> Requirement
Convert the records below into a Markdown table with the columns Row and Line, putting one line in each row with its number and skipping any blank lines. Begin at the line that contains "Point out the man", continue through the end of the records, and leave the pictures out of your answer.

Point annotation records

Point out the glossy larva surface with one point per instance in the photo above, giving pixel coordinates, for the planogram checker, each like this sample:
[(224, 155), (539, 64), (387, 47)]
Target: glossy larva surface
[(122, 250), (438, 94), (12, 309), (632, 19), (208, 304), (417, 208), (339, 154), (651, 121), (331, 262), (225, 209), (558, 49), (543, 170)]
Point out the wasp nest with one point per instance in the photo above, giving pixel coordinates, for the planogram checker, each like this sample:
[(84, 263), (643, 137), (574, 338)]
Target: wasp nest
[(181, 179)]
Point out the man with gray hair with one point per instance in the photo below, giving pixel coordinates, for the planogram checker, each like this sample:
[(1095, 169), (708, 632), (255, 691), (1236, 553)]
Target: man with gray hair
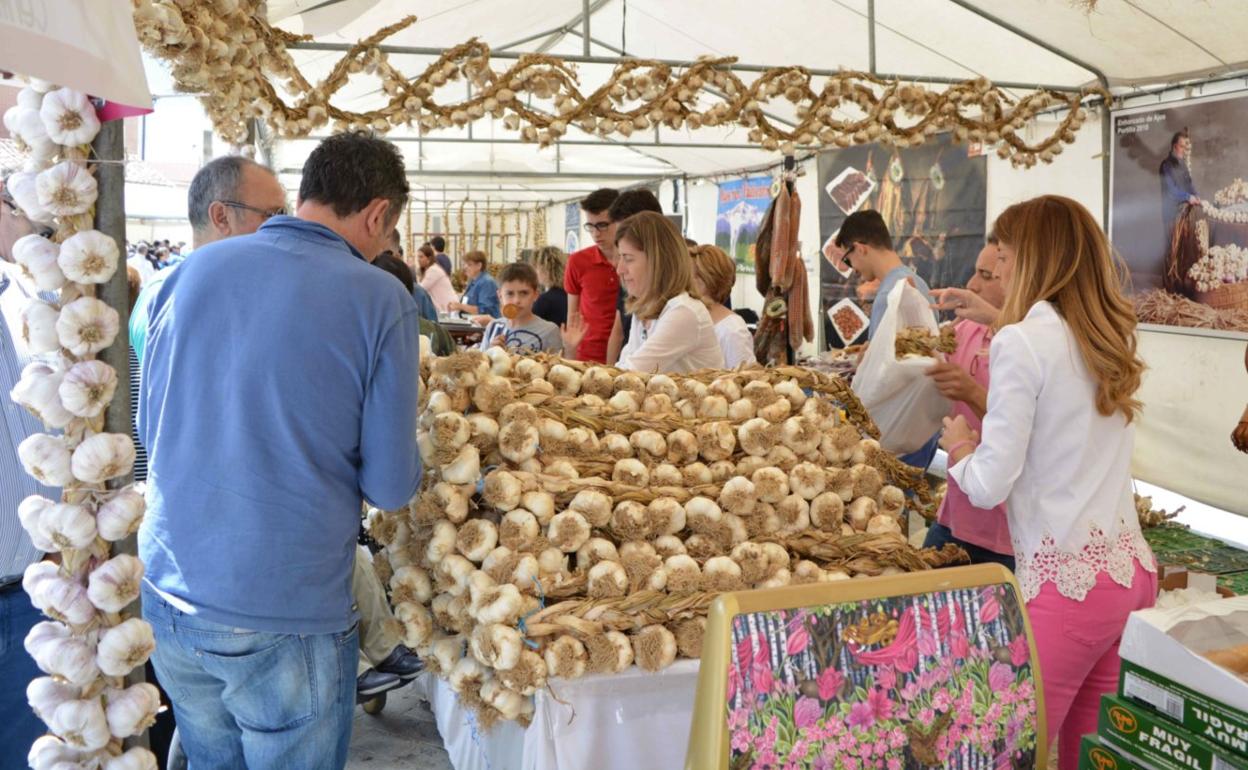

> Answer for the task
| Row | Line |
|---|---|
| 1 | Point out the man with gray hair with one point per instance in the photo below, giving pixel coordinates, for the planogram checker, each like this sample: |
| 2 | [(1095, 169), (708, 632), (255, 691), (1236, 553)] |
| 3 | Target: man with gray hair |